(Given records Opens)

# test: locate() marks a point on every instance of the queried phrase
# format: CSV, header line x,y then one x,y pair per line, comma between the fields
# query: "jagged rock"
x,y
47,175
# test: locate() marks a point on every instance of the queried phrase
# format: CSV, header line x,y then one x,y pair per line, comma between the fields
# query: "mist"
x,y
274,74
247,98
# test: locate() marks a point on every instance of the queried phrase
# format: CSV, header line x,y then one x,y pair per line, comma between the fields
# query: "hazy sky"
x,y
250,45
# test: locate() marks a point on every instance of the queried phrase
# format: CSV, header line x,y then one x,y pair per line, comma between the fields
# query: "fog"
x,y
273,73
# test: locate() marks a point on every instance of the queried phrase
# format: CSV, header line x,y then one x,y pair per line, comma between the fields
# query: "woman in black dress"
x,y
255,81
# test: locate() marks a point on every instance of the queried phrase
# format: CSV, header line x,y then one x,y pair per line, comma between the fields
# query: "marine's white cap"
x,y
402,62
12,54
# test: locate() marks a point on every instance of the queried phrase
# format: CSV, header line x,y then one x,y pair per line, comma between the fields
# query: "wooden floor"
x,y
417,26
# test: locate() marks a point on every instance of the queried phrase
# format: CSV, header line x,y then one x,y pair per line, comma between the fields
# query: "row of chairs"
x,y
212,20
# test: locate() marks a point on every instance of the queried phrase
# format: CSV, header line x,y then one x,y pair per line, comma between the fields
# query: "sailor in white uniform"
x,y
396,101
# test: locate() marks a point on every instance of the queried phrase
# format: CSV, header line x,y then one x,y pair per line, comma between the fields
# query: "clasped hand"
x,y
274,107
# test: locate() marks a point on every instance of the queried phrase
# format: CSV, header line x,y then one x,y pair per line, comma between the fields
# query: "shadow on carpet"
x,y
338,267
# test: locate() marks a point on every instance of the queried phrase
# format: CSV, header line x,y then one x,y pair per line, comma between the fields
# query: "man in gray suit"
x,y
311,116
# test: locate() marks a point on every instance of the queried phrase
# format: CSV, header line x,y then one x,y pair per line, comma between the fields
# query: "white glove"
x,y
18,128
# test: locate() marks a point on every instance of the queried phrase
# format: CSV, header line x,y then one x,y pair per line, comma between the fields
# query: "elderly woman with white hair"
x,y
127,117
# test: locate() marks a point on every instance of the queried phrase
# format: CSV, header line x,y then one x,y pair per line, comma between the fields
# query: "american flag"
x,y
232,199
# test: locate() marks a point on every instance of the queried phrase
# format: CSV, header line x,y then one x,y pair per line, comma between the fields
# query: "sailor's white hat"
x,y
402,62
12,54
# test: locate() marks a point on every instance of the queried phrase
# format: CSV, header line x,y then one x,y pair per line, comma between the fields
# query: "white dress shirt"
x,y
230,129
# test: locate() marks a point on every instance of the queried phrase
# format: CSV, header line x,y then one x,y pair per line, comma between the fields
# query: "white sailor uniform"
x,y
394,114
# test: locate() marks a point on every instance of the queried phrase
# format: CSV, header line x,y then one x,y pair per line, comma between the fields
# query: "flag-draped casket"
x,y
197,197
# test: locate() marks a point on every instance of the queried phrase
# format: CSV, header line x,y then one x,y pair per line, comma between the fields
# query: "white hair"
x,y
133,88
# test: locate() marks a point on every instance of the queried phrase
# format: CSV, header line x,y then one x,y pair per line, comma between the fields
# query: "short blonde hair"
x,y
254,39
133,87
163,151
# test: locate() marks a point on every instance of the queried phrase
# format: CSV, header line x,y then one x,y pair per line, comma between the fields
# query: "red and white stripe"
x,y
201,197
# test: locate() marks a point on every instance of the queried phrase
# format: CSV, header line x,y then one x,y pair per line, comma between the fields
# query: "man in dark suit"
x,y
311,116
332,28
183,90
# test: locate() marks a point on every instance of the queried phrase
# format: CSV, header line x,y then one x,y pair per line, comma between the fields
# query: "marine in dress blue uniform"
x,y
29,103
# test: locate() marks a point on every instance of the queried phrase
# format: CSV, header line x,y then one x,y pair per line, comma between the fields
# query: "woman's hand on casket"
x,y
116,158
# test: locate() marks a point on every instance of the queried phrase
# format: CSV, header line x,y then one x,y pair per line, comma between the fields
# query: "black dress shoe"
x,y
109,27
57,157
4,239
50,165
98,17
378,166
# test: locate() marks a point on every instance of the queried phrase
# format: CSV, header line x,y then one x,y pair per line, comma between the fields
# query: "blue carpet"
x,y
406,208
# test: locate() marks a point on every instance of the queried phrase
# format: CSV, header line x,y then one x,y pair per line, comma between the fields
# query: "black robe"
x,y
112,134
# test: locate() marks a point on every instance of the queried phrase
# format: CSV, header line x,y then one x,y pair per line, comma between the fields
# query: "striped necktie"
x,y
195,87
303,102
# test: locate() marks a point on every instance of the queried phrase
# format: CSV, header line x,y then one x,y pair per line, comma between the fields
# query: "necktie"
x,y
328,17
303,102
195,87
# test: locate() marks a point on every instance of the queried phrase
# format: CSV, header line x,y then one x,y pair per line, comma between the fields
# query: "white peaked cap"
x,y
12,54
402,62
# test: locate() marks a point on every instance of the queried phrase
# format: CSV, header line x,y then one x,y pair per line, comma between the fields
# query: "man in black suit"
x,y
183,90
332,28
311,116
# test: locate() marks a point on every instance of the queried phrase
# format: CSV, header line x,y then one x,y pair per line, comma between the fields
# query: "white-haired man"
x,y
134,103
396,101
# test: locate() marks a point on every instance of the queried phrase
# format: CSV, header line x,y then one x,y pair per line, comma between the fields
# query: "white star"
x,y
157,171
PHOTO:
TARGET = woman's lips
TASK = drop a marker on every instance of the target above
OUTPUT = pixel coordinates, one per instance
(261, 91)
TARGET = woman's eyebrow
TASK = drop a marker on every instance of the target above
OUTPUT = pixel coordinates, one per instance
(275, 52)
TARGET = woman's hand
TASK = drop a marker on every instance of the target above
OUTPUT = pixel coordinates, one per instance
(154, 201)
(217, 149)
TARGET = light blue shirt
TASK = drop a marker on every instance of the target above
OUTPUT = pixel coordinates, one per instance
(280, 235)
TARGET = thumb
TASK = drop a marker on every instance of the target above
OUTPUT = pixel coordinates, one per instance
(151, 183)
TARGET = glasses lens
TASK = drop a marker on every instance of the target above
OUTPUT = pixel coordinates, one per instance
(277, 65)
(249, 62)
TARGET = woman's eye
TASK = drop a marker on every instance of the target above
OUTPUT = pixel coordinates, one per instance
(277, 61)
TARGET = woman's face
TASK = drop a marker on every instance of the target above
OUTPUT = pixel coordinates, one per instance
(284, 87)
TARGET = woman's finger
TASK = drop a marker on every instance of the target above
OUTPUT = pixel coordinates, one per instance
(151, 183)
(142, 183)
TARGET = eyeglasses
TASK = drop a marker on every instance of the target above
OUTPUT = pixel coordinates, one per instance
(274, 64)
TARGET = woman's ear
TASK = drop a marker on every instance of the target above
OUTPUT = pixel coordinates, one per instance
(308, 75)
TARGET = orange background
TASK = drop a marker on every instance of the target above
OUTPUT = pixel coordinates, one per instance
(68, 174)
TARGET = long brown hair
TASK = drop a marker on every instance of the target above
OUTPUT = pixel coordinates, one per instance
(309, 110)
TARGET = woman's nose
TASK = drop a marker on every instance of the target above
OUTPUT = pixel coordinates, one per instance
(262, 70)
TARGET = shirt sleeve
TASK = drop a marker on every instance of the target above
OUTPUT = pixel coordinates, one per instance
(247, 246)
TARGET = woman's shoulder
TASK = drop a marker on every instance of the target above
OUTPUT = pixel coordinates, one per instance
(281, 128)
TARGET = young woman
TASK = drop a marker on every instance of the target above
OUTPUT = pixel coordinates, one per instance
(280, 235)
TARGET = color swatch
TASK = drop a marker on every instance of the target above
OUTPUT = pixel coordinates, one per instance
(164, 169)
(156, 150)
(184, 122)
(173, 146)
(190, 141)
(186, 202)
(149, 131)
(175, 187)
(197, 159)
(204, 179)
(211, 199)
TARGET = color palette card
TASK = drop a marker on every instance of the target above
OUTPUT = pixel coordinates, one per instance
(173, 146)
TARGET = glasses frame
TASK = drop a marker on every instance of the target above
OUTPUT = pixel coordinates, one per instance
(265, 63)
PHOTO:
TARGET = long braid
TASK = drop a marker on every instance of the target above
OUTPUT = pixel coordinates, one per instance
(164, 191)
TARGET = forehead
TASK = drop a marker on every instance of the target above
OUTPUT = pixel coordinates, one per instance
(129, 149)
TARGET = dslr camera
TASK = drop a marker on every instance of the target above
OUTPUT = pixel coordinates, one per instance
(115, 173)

(Given records Closes)

__About this task__
How many lines in the listing contain "long"? Answer with the number alone.

__Expected answer__
2